EXTRAIT DU TEXTE |
_ _ _ _ _
Une vision erronée et stigmatisante du métier

Depuis quelques semaines s’est développée une vision erronée et stigmatisante du métier de l’éleveur de bovins allaitants naisseur qui viendrait justifier que l’élevage français serve de variable d’ajustement et de source de financement des autres dispositifs de la PAC.
  • Stigmatisante parce que, alors que notre pays avait jusque-là porté une vision équilibrée du modèle agricole français qui revendiquait la fierté d’exporter, il le reproche soudainement à cette profession qui exporte ses « broutards », notamment vers l’Italie. Mais demande-t-on aux céréaliers d’arrêter d’exporter quand les prix mondiaux du blé sont mauvais pour faire de la farine en France ? Stigmatisante aussi parce qu’elle est uniquement présentée sous l’angle de la question du transport des animaux vers l’étranger et passe sous silence le fait que c’est ce modèle d’élevage herbager naisseur qui est sans doute le plus performant sur le plan du bien-être animal. Et qui produit de magnifiques paysages, préserve les haies et la biodiversité via le pâturage.
  • Erronée parce qu’elle véhicule l’idée que les éleveurs français produiraient trop de veaux pour un marché notamment italien en baisse, alors même qu’il est en croissance et en forte demande des animaux français en raison de leur excellente génétique et de la durabilité de notre modèle d’élevage. En posant la question de la dépendance dans un seul sens, on s’interdit d’autres questions prioritaires sur la structuration de la filière qui pourrait faire de la dépendance des Italiens aux broutards français (qui représentent plus de 80% des animaux qu’ils achètent) une force.
_ _ _ _ _
DONNÉES FOURNIES |
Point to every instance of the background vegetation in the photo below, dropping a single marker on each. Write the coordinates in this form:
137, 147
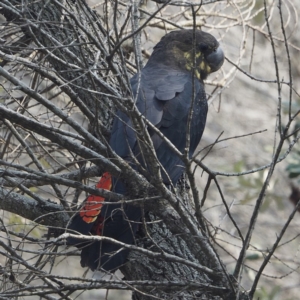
_ _ _ _ _
EXERCICES PROPOSÉS |
**a)** Résumez sous forme de liste le paragraphe de l'extrait sur l'élevage bovin qui commence par « Erronée parce qu'elle véhicule », en gardant ses faits principaux.
**b)** Recopiez à l'identique le passage de l'extrait sur l'élevage bovin, depuis « Depuis quelques semaines » jusqu'à « dispositifs de la PAC. » inclus.

RÉPONSES ATTENDUES |
**a)**
- Cette vision laisse croire que les éleveurs français produisent trop de veaux pour un marché en baisse, notamment le marché italien.
- Or ce marché est en croissance et demande fortement des animaux français, pour leur excellente génétique et la durabilité du modèle d'élevage.
- Poser la question de la dépendance dans un seul sens empêche d'aborder des questions prioritaires sur la structuration de la filière.
- Cette structuration pourrait faire une force de la dépendance des Italiens aux broutards français, qui représentent plus de 80 % des animaux qu'ils achètent.

**b)**
Depuis quelques semaines s’est développée une vision erronée et stigmatisante du métier de l’éleveur de bovins allaitants naisseur qui viendrait justifier que l’élevage français serve de variable d’ajustement et de source de financement des autres dispositifs de la PAC.